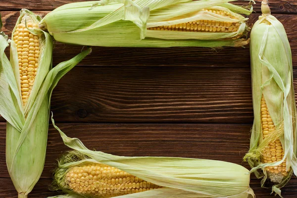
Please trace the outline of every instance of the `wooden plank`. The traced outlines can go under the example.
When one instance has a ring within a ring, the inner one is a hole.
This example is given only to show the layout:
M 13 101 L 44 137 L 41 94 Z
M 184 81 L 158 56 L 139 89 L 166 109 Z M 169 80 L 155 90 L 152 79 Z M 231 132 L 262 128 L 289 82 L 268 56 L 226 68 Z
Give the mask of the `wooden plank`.
M 29 194 L 30 198 L 47 198 L 61 195 L 61 193 L 51 192 L 49 190 L 51 180 L 50 179 L 41 179 Z M 9 178 L 0 178 L 0 195 L 5 198 L 15 198 L 17 193 L 13 187 L 11 180 Z M 284 188 L 282 189 L 282 195 L 286 198 L 296 198 L 297 195 L 297 180 L 292 179 Z M 257 198 L 272 198 L 270 195 L 271 191 L 269 189 L 260 188 L 260 180 L 252 179 L 250 181 L 250 186 L 253 190 Z
M 51 10 L 66 3 L 84 1 L 84 0 L 2 0 L 0 5 L 1 10 L 18 10 L 26 8 L 32 10 Z M 261 0 L 255 0 L 256 4 L 253 5 L 254 10 L 260 12 Z M 239 0 L 232 2 L 240 5 L 247 5 L 248 2 Z M 270 0 L 270 7 L 274 13 L 297 13 L 297 2 L 295 0 Z
M 248 167 L 242 158 L 248 151 L 251 124 L 99 124 L 58 123 L 71 137 L 81 139 L 90 149 L 125 156 L 155 156 L 221 160 Z M 5 124 L 0 123 L 0 177 L 8 177 L 5 161 Z M 211 145 L 212 146 L 210 146 Z M 70 150 L 57 131 L 49 131 L 42 178 L 61 153 Z
M 57 192 L 52 192 L 49 190 L 49 186 L 51 183 L 50 179 L 41 179 L 30 193 L 30 198 L 46 198 L 62 194 Z M 0 185 L 2 186 L 0 189 L 0 196 L 5 198 L 15 198 L 17 197 L 17 192 L 13 186 L 10 178 L 0 178 Z
M 36 12 L 44 15 L 47 12 Z M 2 12 L 3 31 L 11 35 L 18 12 Z M 258 15 L 253 14 L 250 23 Z M 297 15 L 276 15 L 287 30 L 291 42 L 294 65 L 297 65 Z M 57 43 L 54 50 L 53 64 L 68 60 L 81 51 L 81 46 Z M 8 51 L 8 50 L 7 50 Z M 248 47 L 223 48 L 213 50 L 202 48 L 133 48 L 94 47 L 93 52 L 80 63 L 80 65 L 96 66 L 188 66 L 249 67 Z
M 51 102 L 60 122 L 253 120 L 248 68 L 78 66 L 61 80 Z

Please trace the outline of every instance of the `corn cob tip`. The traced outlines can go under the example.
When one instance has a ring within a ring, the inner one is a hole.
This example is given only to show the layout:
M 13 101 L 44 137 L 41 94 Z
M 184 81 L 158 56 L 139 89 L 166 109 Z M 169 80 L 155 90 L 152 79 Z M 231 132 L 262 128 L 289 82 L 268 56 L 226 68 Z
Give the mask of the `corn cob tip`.
M 48 29 L 47 24 L 44 22 L 40 23 L 38 24 L 38 28 L 42 30 L 47 30 Z
M 284 175 L 284 174 L 281 172 L 278 173 L 275 173 L 268 172 L 268 177 L 269 177 L 270 181 L 271 181 L 273 183 L 277 184 L 279 184 L 281 183 L 285 177 L 285 176 Z

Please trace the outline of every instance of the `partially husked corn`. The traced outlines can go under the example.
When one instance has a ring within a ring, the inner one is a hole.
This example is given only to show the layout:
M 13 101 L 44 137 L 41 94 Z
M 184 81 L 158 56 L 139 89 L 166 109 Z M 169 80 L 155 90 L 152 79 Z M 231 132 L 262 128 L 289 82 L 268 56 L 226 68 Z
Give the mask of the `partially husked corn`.
M 23 104 L 26 103 L 32 89 L 37 73 L 40 54 L 40 39 L 31 33 L 26 27 L 37 28 L 30 17 L 24 17 L 13 34 L 13 41 L 17 45 L 20 70 L 21 90 Z
M 73 192 L 94 198 L 111 198 L 161 188 L 117 168 L 98 163 L 73 166 L 65 179 Z
M 274 131 L 275 126 L 269 114 L 263 96 L 261 99 L 261 119 L 263 138 L 265 139 Z M 284 154 L 285 152 L 282 143 L 279 139 L 277 139 L 275 141 L 270 142 L 263 151 L 262 162 L 274 163 L 281 161 L 284 158 Z M 279 183 L 284 176 L 288 175 L 288 174 L 287 171 L 286 159 L 279 166 L 269 166 L 266 167 L 266 169 L 269 173 L 270 179 L 274 181 L 277 180 Z M 281 175 L 283 175 L 283 176 Z M 280 178 L 281 179 L 277 178 Z
M 22 9 L 11 40 L 0 31 L 0 114 L 7 121 L 6 162 L 18 198 L 28 198 L 43 172 L 52 90 L 91 50 L 52 68 L 53 42 L 38 27 L 41 18 Z

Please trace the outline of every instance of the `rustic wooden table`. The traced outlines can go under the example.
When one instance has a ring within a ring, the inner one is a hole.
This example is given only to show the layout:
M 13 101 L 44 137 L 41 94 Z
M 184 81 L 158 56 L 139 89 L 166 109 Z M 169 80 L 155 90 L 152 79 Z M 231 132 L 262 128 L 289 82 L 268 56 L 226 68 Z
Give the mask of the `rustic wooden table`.
M 82 0 L 0 0 L 3 30 L 11 35 L 22 8 L 44 16 L 65 3 Z M 256 1 L 250 23 L 259 15 L 261 0 Z M 297 88 L 297 1 L 270 1 L 291 42 Z M 56 44 L 54 65 L 81 50 Z M 222 160 L 249 168 L 242 161 L 253 120 L 248 48 L 215 51 L 200 48 L 95 47 L 62 79 L 51 101 L 59 127 L 89 148 L 127 156 Z M 5 122 L 2 118 L 0 122 L 0 197 L 15 198 L 5 160 Z M 45 169 L 30 198 L 58 194 L 48 189 L 51 170 L 67 150 L 50 126 Z M 271 197 L 254 176 L 251 186 L 257 198 Z M 296 198 L 296 177 L 283 189 L 283 195 Z

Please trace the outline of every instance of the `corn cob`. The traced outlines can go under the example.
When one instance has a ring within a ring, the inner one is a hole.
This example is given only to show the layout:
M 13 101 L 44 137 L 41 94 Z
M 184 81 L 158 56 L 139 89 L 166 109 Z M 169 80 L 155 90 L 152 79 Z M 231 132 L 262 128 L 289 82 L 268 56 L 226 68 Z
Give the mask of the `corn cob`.
M 37 28 L 39 19 L 22 9 L 12 41 L 0 33 L 0 114 L 7 121 L 6 164 L 19 198 L 28 197 L 43 169 L 52 90 L 91 50 L 51 69 L 53 41 Z M 10 61 L 4 52 L 9 44 Z
M 269 114 L 266 106 L 264 96 L 261 99 L 261 118 L 263 139 L 269 136 L 275 130 L 275 126 Z M 272 141 L 268 144 L 263 151 L 262 162 L 263 163 L 275 163 L 284 158 L 285 152 L 279 139 Z M 286 159 L 284 162 L 278 166 L 268 166 L 265 168 L 266 171 L 271 181 L 274 182 L 281 183 L 285 176 L 288 174 L 287 171 Z
M 283 25 L 263 0 L 262 15 L 250 34 L 254 123 L 245 156 L 258 178 L 274 183 L 273 192 L 297 174 L 297 111 L 292 52 Z M 261 169 L 263 173 L 257 170 Z M 264 176 L 263 177 L 263 176 Z
M 58 42 L 82 45 L 242 46 L 248 43 L 241 38 L 249 28 L 248 18 L 239 14 L 249 15 L 252 10 L 229 1 L 123 0 L 125 4 L 100 1 L 104 5 L 97 6 L 93 1 L 70 3 L 48 14 L 39 26 Z
M 160 187 L 102 164 L 89 164 L 69 168 L 66 174 L 69 189 L 79 194 L 111 198 Z

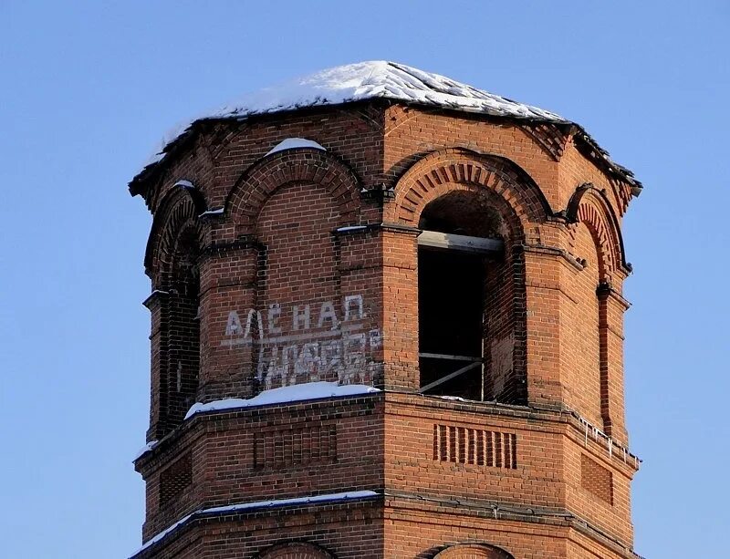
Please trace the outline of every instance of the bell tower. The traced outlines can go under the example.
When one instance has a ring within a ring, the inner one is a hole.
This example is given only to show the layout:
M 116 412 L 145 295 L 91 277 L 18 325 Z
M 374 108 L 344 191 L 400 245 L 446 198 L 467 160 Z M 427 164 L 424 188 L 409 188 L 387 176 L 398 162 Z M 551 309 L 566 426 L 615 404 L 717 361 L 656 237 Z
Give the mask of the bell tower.
M 132 556 L 638 557 L 620 223 L 579 125 L 390 62 L 192 122 L 153 215 Z

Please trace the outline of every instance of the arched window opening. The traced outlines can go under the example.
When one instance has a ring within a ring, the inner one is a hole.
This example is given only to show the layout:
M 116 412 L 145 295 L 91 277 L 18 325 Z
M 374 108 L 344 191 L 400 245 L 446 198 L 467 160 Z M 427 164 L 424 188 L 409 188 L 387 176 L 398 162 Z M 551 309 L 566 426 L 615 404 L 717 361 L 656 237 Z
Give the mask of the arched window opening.
M 166 430 L 179 425 L 195 401 L 200 370 L 200 274 L 197 230 L 178 237 L 166 291 L 168 297 Z
M 419 367 L 426 394 L 491 396 L 485 313 L 502 220 L 485 196 L 458 191 L 423 210 L 418 237 Z

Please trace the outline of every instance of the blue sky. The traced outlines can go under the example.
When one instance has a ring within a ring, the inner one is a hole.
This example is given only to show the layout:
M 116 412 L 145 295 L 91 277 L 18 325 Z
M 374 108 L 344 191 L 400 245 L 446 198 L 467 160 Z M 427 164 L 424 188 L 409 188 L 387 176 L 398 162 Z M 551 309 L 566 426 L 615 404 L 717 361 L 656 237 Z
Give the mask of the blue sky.
M 140 544 L 151 220 L 127 181 L 181 120 L 367 59 L 554 110 L 644 182 L 624 229 L 635 547 L 726 553 L 729 25 L 709 1 L 0 2 L 0 555 Z

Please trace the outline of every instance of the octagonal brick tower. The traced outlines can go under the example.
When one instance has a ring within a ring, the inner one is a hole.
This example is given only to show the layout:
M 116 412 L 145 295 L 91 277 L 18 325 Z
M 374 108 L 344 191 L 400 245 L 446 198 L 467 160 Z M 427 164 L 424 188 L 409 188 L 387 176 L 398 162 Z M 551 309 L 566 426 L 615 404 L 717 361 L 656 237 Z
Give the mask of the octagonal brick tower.
M 192 122 L 153 215 L 134 557 L 635 557 L 621 217 L 579 125 L 406 66 Z

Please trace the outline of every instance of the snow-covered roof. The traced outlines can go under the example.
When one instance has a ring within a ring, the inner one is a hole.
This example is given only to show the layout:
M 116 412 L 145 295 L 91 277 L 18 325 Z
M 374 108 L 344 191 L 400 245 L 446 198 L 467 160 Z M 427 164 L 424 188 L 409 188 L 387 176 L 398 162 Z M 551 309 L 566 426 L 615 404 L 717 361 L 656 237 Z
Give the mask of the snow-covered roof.
M 182 124 L 166 135 L 144 169 L 132 179 L 130 189 L 132 184 L 147 174 L 146 171 L 151 171 L 164 160 L 172 148 L 192 131 L 197 122 L 228 119 L 242 120 L 254 115 L 377 98 L 526 121 L 574 124 L 548 110 L 518 103 L 439 74 L 424 72 L 395 62 L 359 62 L 328 68 L 278 86 L 265 88 Z M 605 160 L 612 171 L 623 176 L 630 183 L 639 186 L 631 179 L 630 171 L 613 163 L 608 158 L 608 153 L 582 128 L 578 128 L 582 139 L 595 149 L 598 157 Z M 133 191 L 132 193 L 136 192 Z

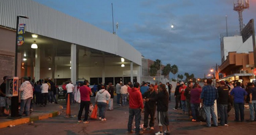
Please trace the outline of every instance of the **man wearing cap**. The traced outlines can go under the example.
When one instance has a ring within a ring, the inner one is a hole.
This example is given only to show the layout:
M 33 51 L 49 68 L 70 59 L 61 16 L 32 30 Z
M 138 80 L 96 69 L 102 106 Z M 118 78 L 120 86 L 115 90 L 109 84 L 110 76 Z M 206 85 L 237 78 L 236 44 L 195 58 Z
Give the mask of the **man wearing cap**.
M 225 86 L 223 81 L 219 82 L 220 87 L 217 90 L 219 94 L 218 102 L 221 116 L 221 126 L 228 126 L 227 123 L 227 104 L 229 100 L 229 88 Z
M 236 87 L 230 93 L 234 97 L 234 107 L 235 108 L 236 119 L 235 121 L 239 121 L 239 112 L 241 122 L 244 120 L 244 98 L 247 95 L 247 92 L 241 87 L 240 82 L 236 83 Z
M 213 120 L 214 125 L 218 126 L 216 115 L 214 113 L 214 101 L 218 98 L 217 89 L 211 85 L 212 80 L 207 79 L 206 81 L 207 85 L 203 87 L 201 94 L 201 103 L 203 106 L 206 117 L 206 126 L 211 127 L 211 116 Z
M 121 98 L 121 87 L 122 87 L 122 82 L 118 81 L 117 82 L 117 84 L 116 84 L 116 94 L 117 97 L 117 104 L 119 105 L 121 105 L 121 104 L 120 103 L 120 99 Z
M 183 113 L 187 114 L 188 112 L 188 103 L 186 101 L 186 97 L 184 95 L 185 89 L 187 88 L 187 86 L 185 86 L 183 82 L 180 83 L 181 86 L 179 89 L 179 92 L 181 95 L 181 104 L 182 111 Z
M 69 95 L 69 102 L 70 104 L 72 102 L 72 97 L 73 97 L 73 91 L 74 90 L 75 86 L 72 84 L 71 80 L 69 81 L 69 83 L 66 85 L 66 89 L 67 89 L 67 96 L 66 97 L 66 102 L 68 102 L 68 95 Z
M 181 106 L 181 101 L 180 100 L 180 94 L 179 90 L 180 90 L 180 87 L 181 86 L 180 82 L 177 82 L 176 85 L 176 88 L 175 88 L 175 92 L 174 93 L 174 96 L 175 97 L 175 108 L 173 108 L 174 110 L 177 110 L 178 106 L 179 103 L 180 103 L 180 106 Z
M 24 112 L 26 116 L 30 114 L 29 108 L 30 107 L 30 102 L 33 98 L 33 88 L 29 81 L 29 77 L 25 77 L 23 79 L 24 81 L 19 88 L 20 92 L 20 109 L 19 112 L 19 115 L 22 116 Z

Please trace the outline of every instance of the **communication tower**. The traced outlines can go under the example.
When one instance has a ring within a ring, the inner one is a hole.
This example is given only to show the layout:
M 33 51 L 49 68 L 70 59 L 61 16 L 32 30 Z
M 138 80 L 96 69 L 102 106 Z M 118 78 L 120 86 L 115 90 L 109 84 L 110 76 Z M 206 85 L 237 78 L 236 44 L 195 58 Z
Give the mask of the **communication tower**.
M 237 3 L 235 3 L 234 1 L 234 9 L 233 10 L 237 11 L 239 16 L 239 24 L 240 26 L 240 34 L 242 32 L 242 31 L 244 28 L 243 24 L 242 12 L 245 9 L 249 8 L 249 0 L 237 0 Z

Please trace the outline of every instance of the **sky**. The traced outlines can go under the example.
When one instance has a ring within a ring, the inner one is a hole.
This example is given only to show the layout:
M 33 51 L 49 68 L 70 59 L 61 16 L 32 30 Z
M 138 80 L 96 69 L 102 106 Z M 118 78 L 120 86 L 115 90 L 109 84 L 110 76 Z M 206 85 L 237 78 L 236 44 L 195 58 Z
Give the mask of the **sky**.
M 211 67 L 220 66 L 226 15 L 228 32 L 240 31 L 233 0 L 35 1 L 111 33 L 113 3 L 118 36 L 146 58 L 177 65 L 176 77 L 187 72 L 203 78 Z M 250 3 L 243 12 L 245 24 L 256 19 L 256 0 Z

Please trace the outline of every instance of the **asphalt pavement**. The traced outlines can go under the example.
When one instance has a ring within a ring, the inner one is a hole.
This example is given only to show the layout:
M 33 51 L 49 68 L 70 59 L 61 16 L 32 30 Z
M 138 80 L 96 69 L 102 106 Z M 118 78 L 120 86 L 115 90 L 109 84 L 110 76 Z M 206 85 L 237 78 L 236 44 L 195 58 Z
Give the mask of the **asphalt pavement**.
M 87 124 L 78 123 L 79 104 L 71 105 L 71 113 L 74 117 L 64 117 L 65 112 L 60 115 L 46 119 L 0 129 L 1 135 L 127 135 L 127 125 L 129 116 L 129 106 L 119 106 L 114 99 L 114 110 L 106 111 L 106 121 L 89 119 Z M 91 98 L 94 103 L 94 97 Z M 192 122 L 187 115 L 182 114 L 180 110 L 173 109 L 175 106 L 174 97 L 169 104 L 169 120 L 172 135 L 255 135 L 256 122 L 235 122 L 234 111 L 232 108 L 228 119 L 229 126 L 207 127 L 205 122 Z M 64 107 L 64 101 L 59 102 Z M 245 109 L 245 119 L 249 117 L 249 109 Z M 143 124 L 143 113 L 141 124 Z M 143 131 L 145 135 L 153 135 L 159 131 L 157 119 L 155 121 L 155 130 Z M 133 127 L 135 126 L 133 121 Z M 135 133 L 134 129 L 133 129 Z

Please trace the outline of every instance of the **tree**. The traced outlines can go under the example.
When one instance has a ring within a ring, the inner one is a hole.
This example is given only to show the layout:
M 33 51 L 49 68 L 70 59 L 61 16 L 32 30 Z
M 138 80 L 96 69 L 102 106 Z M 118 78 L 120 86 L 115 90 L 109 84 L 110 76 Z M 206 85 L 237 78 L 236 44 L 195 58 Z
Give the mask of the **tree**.
M 173 74 L 173 78 L 175 78 L 175 75 L 178 71 L 178 68 L 176 65 L 174 65 L 172 66 L 171 72 Z
M 149 67 L 149 74 L 151 76 L 155 76 L 157 73 L 157 68 L 155 67 L 155 64 L 152 64 Z
M 171 64 L 167 64 L 166 66 L 165 66 L 163 69 L 163 74 L 166 77 L 169 74 L 170 74 L 170 72 L 171 72 Z
M 186 81 L 188 81 L 188 80 L 189 79 L 189 74 L 188 73 L 185 73 L 184 74 L 184 75 L 186 76 Z
M 180 75 L 180 78 L 181 80 L 182 80 L 183 79 L 183 75 L 182 75 L 182 74 Z
M 178 81 L 179 80 L 179 78 L 180 78 L 180 74 L 178 74 L 177 76 L 177 80 L 178 80 Z M 182 80 L 182 79 L 181 79 L 181 80 Z

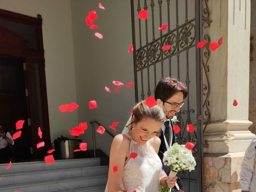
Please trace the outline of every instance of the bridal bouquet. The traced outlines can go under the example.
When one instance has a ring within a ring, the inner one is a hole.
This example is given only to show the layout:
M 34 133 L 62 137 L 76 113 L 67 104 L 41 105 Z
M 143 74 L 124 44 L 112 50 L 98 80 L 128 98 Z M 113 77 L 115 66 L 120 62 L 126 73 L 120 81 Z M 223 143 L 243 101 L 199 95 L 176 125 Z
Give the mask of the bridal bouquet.
M 194 170 L 196 165 L 191 150 L 186 148 L 185 145 L 179 145 L 178 143 L 174 143 L 164 152 L 163 162 L 165 165 L 171 166 L 171 172 L 169 175 L 170 179 L 175 177 L 180 171 L 189 170 L 190 172 Z M 160 190 L 161 192 L 170 191 L 167 183 Z

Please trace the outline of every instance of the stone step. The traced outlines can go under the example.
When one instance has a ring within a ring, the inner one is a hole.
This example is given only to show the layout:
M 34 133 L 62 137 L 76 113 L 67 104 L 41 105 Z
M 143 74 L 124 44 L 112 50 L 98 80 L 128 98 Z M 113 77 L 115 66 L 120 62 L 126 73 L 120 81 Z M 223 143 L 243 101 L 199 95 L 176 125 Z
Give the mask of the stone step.
M 54 163 L 51 164 L 47 164 L 44 161 L 14 163 L 12 164 L 12 167 L 8 170 L 6 168 L 8 164 L 0 164 L 0 174 L 100 165 L 100 159 L 99 158 L 57 160 Z
M 50 181 L 43 181 L 30 183 L 25 183 L 12 185 L 3 185 L 0 187 L 1 192 L 53 192 L 57 191 L 74 191 L 79 188 L 106 185 L 107 183 L 107 174 L 78 177 L 66 179 L 56 179 Z M 88 190 L 93 190 L 93 188 Z M 95 189 L 95 188 L 94 188 Z M 98 190 L 102 189 L 95 189 Z M 90 191 L 104 191 L 100 190 Z
M 106 184 L 58 191 L 58 192 L 104 192 Z
M 1 174 L 0 176 L 3 178 L 0 180 L 0 186 L 50 180 L 56 178 L 107 174 L 108 171 L 108 166 L 94 166 Z

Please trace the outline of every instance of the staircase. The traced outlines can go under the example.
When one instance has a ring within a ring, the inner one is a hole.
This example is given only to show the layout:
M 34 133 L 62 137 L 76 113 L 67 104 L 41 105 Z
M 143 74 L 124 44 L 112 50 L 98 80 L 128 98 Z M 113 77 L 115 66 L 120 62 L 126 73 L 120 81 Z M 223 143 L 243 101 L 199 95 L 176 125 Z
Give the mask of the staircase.
M 108 176 L 108 166 L 100 158 L 0 164 L 1 192 L 102 192 Z

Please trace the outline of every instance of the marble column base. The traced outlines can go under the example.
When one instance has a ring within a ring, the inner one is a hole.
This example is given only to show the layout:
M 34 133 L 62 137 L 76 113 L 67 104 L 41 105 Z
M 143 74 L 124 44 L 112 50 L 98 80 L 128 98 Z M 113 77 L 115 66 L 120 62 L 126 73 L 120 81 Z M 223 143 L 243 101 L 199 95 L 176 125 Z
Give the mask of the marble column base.
M 204 154 L 205 192 L 240 192 L 239 180 L 244 152 Z

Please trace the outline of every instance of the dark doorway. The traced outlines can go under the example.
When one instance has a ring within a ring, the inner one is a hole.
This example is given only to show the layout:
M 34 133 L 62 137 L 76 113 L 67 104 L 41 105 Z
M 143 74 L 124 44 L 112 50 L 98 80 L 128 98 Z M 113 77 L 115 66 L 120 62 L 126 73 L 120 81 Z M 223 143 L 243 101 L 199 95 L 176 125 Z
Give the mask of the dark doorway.
M 0 10 L 0 122 L 12 135 L 25 120 L 14 140 L 18 162 L 43 159 L 51 146 L 42 20 Z

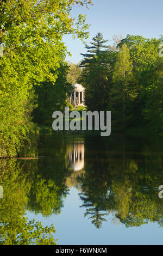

- _Set problem_
Starting at the first line and ending at the line that contains "M 57 192 L 52", copy the lines again with "wooden plank" renamed to "timber board" and nothing else altered. Omit the pictures.

- _Correct output_
Please trace the outline of every instance of the `timber board`. The traced outlines can go under the example.
When one instance has a ring within a ring, the inner one is a hole.
This example is given only to show the layout:
M 13 101 L 44 137 L 41 94 Z
M 184 81 L 158 56 L 139 89 L 166 109 Z M 169 80 L 155 90 L 152 79 Z M 231 132 L 262 128 L 289 82 L 268 56 L 226 68 Z
Give the mask of the `timber board`.
M 29 194 L 30 198 L 47 198 L 61 195 L 61 193 L 51 192 L 49 190 L 51 180 L 50 179 L 41 179 Z M 9 178 L 0 178 L 0 195 L 5 198 L 15 198 L 17 193 L 13 187 L 11 180 Z M 284 188 L 282 189 L 282 195 L 286 198 L 296 198 L 297 195 L 297 180 L 292 179 Z M 257 198 L 272 198 L 270 195 L 271 191 L 269 189 L 260 188 L 260 180 L 252 179 L 250 181 L 250 186 L 253 190 Z
M 51 10 L 66 3 L 84 1 L 84 0 L 2 0 L 0 5 L 1 10 L 18 10 L 26 8 L 32 10 Z M 261 0 L 255 0 L 256 4 L 253 5 L 254 10 L 260 12 Z M 239 0 L 232 2 L 240 5 L 247 5 L 248 2 Z M 270 0 L 270 7 L 274 13 L 297 13 L 297 2 L 295 0 Z
M 248 167 L 242 158 L 248 151 L 251 124 L 99 124 L 58 123 L 71 137 L 81 139 L 90 149 L 125 156 L 155 156 L 221 160 Z M 5 124 L 0 123 L 0 177 L 8 177 L 5 161 Z M 211 145 L 212 146 L 210 146 Z M 70 150 L 57 131 L 49 131 L 42 178 L 61 153 Z
M 57 192 L 52 192 L 49 190 L 49 186 L 51 183 L 50 179 L 41 179 L 30 193 L 30 198 L 46 198 L 62 194 Z M 0 185 L 2 186 L 0 189 L 0 196 L 5 198 L 15 198 L 17 197 L 17 192 L 13 186 L 10 178 L 0 178 Z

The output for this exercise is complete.